*Quoted passage*.

========================

The German company helps food companies like Nestlé and ADM reduce emissions within their own supply chains, rather than relying on external offsets, by supporting farmers to adopt regenerative agriculture practices.
Klim works with over 4,000 farmers and manages over two million acres of land across Germany and Poland.
The business is expanding after one of the largest Series A funding rounds for agricultural technology in 2024 ($22 million), with Slovakia and Czech Republic launches earlier this year.
UK-specific challenges
The UK offers its own set of challenges for businesses wanting to reduce commercial risk and emissions in their supply chains, it said, after launching into the third largest food and beverage market in Europe behind Germany and France.
The UK grows around 65% of its own food, while extreme weather events are impacting food production and costs. Last year’s wettest winter in 130 years saw a 22% spike in potato prices. The warmest and driest spring on record this year is putting more financial burden on farmers with higher irrigation and supplement feed costs.
Regenerative agriculture practices can help F&B businesses to mitigate the risks of extreme weather events, such as droughts and floods, and secure high-quality yields.

========================

*Problem to work on*.
Copy the text about Klim from "The business is" up to and including "supplement feed costs.", changing every "UK" to "United Kingdom".

========================

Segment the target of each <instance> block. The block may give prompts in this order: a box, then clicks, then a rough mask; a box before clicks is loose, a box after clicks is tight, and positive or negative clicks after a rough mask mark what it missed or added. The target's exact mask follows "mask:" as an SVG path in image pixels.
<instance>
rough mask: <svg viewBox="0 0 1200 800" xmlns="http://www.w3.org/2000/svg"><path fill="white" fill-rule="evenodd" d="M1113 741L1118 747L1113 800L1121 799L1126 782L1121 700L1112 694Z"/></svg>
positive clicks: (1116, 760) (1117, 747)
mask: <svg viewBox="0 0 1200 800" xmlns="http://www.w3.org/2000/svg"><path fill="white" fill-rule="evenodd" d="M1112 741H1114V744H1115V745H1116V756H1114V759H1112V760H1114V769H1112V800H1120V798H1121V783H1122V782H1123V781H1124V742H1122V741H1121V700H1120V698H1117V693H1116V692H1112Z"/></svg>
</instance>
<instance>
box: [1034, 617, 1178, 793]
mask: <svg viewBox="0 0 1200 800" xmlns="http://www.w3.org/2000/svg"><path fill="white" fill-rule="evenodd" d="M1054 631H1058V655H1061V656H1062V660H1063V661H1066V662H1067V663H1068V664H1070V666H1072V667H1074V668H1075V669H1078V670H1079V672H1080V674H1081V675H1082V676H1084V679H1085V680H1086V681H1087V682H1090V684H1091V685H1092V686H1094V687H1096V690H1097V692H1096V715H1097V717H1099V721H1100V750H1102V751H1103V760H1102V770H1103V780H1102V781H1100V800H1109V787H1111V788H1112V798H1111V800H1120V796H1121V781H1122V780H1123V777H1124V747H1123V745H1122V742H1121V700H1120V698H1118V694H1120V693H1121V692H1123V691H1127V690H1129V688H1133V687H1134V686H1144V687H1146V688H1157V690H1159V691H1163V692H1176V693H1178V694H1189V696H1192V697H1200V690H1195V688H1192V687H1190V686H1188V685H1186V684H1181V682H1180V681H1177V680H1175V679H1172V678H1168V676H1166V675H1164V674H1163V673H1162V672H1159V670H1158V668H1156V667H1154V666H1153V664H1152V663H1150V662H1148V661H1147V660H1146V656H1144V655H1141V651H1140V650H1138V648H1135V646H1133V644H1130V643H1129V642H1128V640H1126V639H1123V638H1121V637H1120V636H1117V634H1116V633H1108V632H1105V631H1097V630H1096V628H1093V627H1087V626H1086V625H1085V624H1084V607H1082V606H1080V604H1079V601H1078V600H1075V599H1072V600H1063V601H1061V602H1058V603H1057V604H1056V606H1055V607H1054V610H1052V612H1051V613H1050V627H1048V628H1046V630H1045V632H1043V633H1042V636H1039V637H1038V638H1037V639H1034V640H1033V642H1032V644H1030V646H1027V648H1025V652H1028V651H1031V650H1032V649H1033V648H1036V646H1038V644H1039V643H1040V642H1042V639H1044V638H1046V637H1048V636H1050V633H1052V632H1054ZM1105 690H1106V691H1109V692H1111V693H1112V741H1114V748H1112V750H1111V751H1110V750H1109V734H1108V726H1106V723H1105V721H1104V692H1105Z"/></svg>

========================

*Solved exercise*.
The business is expanding after one of the largest Series A funding rounds for agricultural technology in 2024 ($22 million), with Slovakia and Czech Republic launches earlier this year.
United Kingdom-specific challenges
The United Kingdom offers its own set of challenges for businesses wanting to reduce commercial risk and emissions in their supply chains, it said, after launching into the third largest food and beverage market in Europe behind Germany and France.
The United Kingdom grows around 65% of its own food, while extreme weather events are impacting food production and costs. Last year’s wettest winter in 130 years saw a 22% spike in potato prices. The warmest and driest spring on record this year is putting more financial burden on farmers with higher irrigation and supplement feed costs.